◆ WHAT TO PRODUCE ◆
The result should be all the records, exact and complete, without a single picture.
(EXTRACTED DATA)
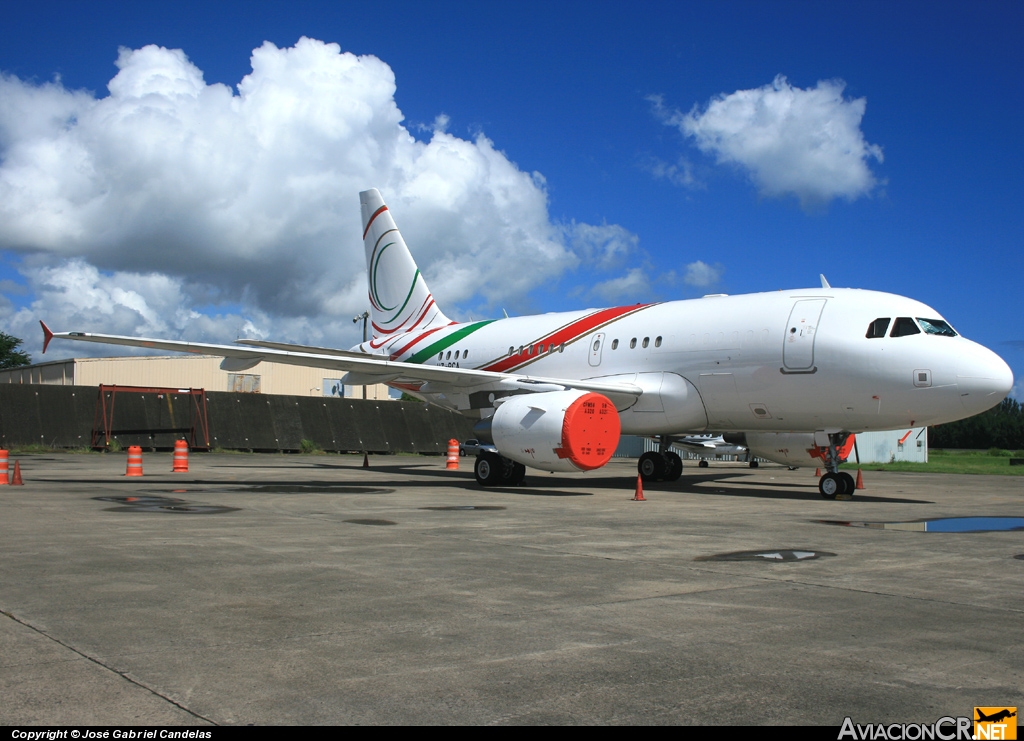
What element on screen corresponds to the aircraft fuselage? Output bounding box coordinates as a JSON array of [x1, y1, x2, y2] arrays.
[[356, 287, 1011, 437]]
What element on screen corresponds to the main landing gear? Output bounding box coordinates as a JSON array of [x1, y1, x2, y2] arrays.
[[638, 437, 683, 483], [474, 452, 526, 487], [818, 433, 856, 500]]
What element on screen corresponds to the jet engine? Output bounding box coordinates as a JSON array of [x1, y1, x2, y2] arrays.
[[485, 390, 621, 473]]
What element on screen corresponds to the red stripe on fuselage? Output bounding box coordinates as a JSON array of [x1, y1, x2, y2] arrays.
[[482, 304, 652, 373], [363, 205, 388, 239]]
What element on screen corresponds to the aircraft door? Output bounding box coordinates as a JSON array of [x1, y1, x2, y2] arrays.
[[588, 332, 606, 367], [783, 299, 826, 371]]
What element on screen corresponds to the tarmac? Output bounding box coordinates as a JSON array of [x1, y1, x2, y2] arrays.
[[1, 452, 1021, 726]]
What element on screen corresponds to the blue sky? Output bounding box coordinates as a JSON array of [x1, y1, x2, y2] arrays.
[[1, 0, 1021, 394]]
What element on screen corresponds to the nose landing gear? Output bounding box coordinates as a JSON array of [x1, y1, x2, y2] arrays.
[[818, 434, 855, 499]]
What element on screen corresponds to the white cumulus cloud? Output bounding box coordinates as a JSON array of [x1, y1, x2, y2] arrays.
[[683, 260, 723, 287], [652, 76, 883, 210], [0, 38, 639, 355]]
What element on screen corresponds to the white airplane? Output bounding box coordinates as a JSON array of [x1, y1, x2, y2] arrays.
[[673, 434, 752, 468], [42, 188, 1013, 498]]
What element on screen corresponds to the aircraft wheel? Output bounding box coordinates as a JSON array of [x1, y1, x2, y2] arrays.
[[475, 453, 504, 486], [639, 451, 666, 482], [506, 462, 527, 486], [839, 471, 856, 497], [698, 459, 709, 468], [818, 472, 847, 500], [663, 452, 683, 482], [749, 460, 759, 468]]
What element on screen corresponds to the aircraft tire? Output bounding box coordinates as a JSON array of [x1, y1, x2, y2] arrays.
[[639, 451, 666, 482], [818, 472, 847, 500], [839, 471, 856, 497], [506, 462, 527, 486], [749, 460, 759, 468], [698, 459, 709, 468], [663, 452, 683, 482], [475, 453, 505, 486]]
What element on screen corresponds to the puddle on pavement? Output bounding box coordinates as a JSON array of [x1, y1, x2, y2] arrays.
[[107, 504, 241, 514], [95, 496, 186, 506], [696, 549, 835, 562], [419, 505, 507, 511], [816, 517, 1024, 533], [343, 518, 397, 526]]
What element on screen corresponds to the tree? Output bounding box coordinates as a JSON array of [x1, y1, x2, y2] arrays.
[[929, 398, 1024, 450], [0, 332, 32, 369]]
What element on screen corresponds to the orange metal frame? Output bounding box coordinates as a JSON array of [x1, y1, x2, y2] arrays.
[[91, 385, 210, 450]]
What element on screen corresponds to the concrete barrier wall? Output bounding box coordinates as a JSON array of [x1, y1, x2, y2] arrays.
[[0, 385, 474, 453]]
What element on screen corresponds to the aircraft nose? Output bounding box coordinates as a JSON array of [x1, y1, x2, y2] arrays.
[[957, 344, 1014, 416]]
(End EXTRACTED DATA)
◆ SOLUTION ◆
What element on screen corresponds to the aircraft fuselage? Output bounding box coordinates as a JSON array of [x1, y1, x2, y2] arrays.
[[356, 287, 1011, 437]]
What element on screen corresponds to the main landing gear? Output bounding box coordinates as a JSON array of [x1, y1, x2, y2] arrays.
[[638, 437, 683, 483], [474, 452, 526, 487], [818, 433, 856, 500]]
What element on screen corresponds to the jet engine? Output bounding box coordinates as a JSON array of [x1, y1, x2, y2] arrays.
[[485, 390, 621, 473]]
What element on screen corresponds to the red stripe on fuselage? Output bounding box coordinates as a JSON array of [x1, y1, x2, y2] arrays.
[[482, 304, 652, 373], [363, 205, 388, 239]]
What element on screen corresponds to the aircraft door? Output bounding box coordinates as a JSON array of [x1, y1, x2, y2] arrays.
[[588, 332, 606, 367], [783, 299, 826, 371]]
What element on screen corresponds to the tarmac? Output bounding box coordinates as a JSON array of [x1, y1, x2, y2] arrays.
[[1, 452, 1021, 726]]
What element on screen corresponds to the blue sky? Output bounding box coordinates as a JSON array of [x1, y1, x2, y2] arrays.
[[1, 0, 1021, 394]]
What element on screen corresponds to the nose landing gear? Output bounding box coordinates as a JSON array of [x1, y1, x2, y2] arrays.
[[818, 434, 855, 499]]
What element on screen corresponds to the white cumulus cloud? Output bounding box coordinates as a JSON array of [x1, y1, x2, y2] arrays.
[[683, 260, 723, 287], [652, 76, 883, 210], [0, 38, 639, 355]]
What element on screen corresponds to the white airplane? Output bounding box coordinates as a JSON array of [x1, y1, x2, y2] arrays.
[[673, 434, 752, 468], [42, 188, 1013, 498]]
What element on screen corresponds to the aircraft wheel? Output bounding box coordinates as a JSON array of [x1, y1, x2, y2] arrays.
[[475, 453, 504, 486], [639, 451, 666, 482], [506, 462, 527, 486], [839, 471, 856, 497], [698, 459, 709, 468], [818, 472, 847, 500], [663, 452, 683, 482], [749, 460, 759, 468]]
What element on screen corresponds to the aircraft tire? Output bounding box coordinates as a JSON array of [x1, y1, x2, y2] arrays.
[[639, 451, 666, 482], [818, 472, 847, 500], [839, 471, 856, 497], [506, 462, 527, 486], [749, 460, 759, 468], [698, 459, 709, 468], [663, 452, 683, 482], [475, 453, 505, 486]]
What element on screen corresponds to the puddle on pavement? Output bounding box coordinates as a JSON array of [x1, y1, x2, y2] arrays.
[[107, 504, 241, 514], [95, 496, 186, 506], [696, 549, 835, 562], [419, 505, 507, 511], [816, 517, 1024, 533], [343, 518, 397, 526]]
What element on screen corresponds to the tree? Output bounding box coordinates as a JSON array of [x1, y1, x2, y2] arrays.
[[929, 398, 1024, 450], [0, 332, 32, 369]]
What element on screen corresponds to the orange metal frame? Output bounding box coordinates as a JSON array of [x1, y1, x2, y2] arrays.
[[91, 385, 210, 450]]
What element on screen corresponds to the concrete barrier wall? Output bounding box coordinates as a JSON array of [x1, y1, x2, y2] arrays.
[[0, 385, 474, 453]]
What element on screen corresponds to the aircraft nose? Output bounding box coordinates as a JSON array of [x1, y1, x2, y2] arrays.
[[957, 344, 1014, 416]]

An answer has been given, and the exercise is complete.